ВЫБРАННЫЙ ФРАГМЕНТ:
------------------------------------------------------------

Иконографически образ Богоматери принадлежит к так называемым «ожившим иконам», получившим распространение на рубеже Х1-Х11 веков. Изобразительным истоком редкого извода послужил тип Богоматери, прижимающей к щеке младенца, известный под именем «Умиление» или «Гликофилуса». На синайской иконе изображен следующий момент ласкания младенца, когда он, еще не отдалившись от склоненной головы Богоматери, разворачивается на молящегося, как бы играя на поддерживающей его материнской руке. Левой рукой он захватывает особый плат Богоматери, лежащий поверх традиционного мафория. В этом видят указание на «покров земной плоти», в который облекся Богомладенец при воплощении. В правой руке, странно вывернутой, Христос держит свернутый свиток. Младенец кажется вкладывает свиток в ладонь Богоматери, многозначно передавая ей символ Логоса и Второго лица Св. Троицы. Таким образом уже жесты распростертых рук отмечают символические полюса свершившегося чуда.
Причудливая поза младенца отнюдь не плод невинной игры, но напоминание о грядущем «Снятии с креста», иконография которого возникает в зрительной памяти при виде неестественно изогнутого ниспадающего тела. Тема Искупительной жертвы в образе младенца акцентирована особым типом туники без рукавов, которая восходит к колобиуму Христа в сцене «Распятия». Короткая рубашка младенца открывает обнаженные беззащитные ноги — библейский образ смирения, зрительно ассоциировавшийся с образом Распятия. Именно таким младенец изображается в сценах «Сретения», представляя принесенного в храм ветхозаветного Агнца и прообразуя будущую жертву.
Тема Воплощения, присутствующая в каждом образе Богоматери, в синайской иконе неразрывно . переплетается с темой будущей Жертвы. Мысль о Богоматери, приносящей в жертву своего Сына, увязывается с мыслью о литургическом служении. Сам золотой трон Богоматери уподоблен алтарному престолу с лежащим на нем белым литургическим покровом. Богоматерь с младенцем на синайской иконе предстает как образ идеальной Церкви, свершающей таинство Евхаристии. Эта идея Церкви нашла воплощение и в композиции всей иконы, изобразившей на плоскости пространственную структуру византийского храма с его тремя нефами, центральной алтарной апсидой и куполом.

------------------------------------------------------------

ПИСЬМЕННОЕ ЗАДАНИЕ: Выпишите без изменений отрывок из фрагмента о синайской иконе: где он начинается со слов «Тема Воплощения, присутствующая» и заканчивается словами «апсидой и куполом.»?

ИСХОДНЫЕ ЗАПИСИ:
------------------------------------------------------------

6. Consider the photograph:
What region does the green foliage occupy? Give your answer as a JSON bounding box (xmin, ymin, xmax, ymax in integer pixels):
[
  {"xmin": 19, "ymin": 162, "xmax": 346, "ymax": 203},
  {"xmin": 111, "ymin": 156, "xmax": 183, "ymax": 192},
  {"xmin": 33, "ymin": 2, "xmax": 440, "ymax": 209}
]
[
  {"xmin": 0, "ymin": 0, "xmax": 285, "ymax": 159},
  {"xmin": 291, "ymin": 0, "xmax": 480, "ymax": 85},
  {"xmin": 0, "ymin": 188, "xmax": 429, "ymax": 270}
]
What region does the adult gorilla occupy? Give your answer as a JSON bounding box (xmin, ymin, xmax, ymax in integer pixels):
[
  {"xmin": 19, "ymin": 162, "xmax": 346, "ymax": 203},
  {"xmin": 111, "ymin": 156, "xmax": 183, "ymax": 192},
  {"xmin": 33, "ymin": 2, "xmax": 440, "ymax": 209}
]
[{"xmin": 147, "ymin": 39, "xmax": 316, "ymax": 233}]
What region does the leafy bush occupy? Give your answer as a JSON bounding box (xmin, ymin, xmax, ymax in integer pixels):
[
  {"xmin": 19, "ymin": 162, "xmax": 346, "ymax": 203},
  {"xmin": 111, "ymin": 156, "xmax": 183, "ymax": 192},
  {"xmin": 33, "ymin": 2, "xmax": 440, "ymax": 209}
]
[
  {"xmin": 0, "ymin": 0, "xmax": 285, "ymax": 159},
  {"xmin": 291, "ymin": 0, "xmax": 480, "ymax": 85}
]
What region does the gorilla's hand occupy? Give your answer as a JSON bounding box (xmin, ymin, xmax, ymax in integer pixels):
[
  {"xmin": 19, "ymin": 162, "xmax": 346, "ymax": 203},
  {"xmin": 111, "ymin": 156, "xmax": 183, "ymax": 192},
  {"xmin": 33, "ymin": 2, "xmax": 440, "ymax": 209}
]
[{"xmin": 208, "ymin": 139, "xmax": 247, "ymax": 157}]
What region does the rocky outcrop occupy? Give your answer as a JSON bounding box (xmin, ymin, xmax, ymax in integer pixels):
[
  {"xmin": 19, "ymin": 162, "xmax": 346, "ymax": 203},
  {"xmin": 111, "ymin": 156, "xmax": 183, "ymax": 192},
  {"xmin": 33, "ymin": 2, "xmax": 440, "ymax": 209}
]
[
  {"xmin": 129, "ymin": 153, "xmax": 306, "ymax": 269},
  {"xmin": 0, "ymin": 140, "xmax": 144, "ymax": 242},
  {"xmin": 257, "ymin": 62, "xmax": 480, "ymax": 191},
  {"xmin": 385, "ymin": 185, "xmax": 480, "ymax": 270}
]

------------------------------------------------------------

ПОЛНЫЙ ОТВЕТ:
Тема Воплощения, присутствующая в каждом образе Богоматери, в синайской иконе неразрывно . переплетается с темой будущей Жертвы. Мысль о Богоматери, приносящей в жертву своего Сына, увязывается с мыслью о литургическом служении. Сам золотой трон Богоматери уподоблен алтарному престолу с лежащим на нем белым литургическим покровом. Богоматерь с младенцем на синайской иконе предстает как образ идеальной Церкви, свершающей таинство Евхаристии. Эта идея Церкви нашла воплощение и в композиции всей иконы, изобразившей на плоскости пространственную структуру византийского храма с его тремя нефами, центральной алтарной апсидой и куполом.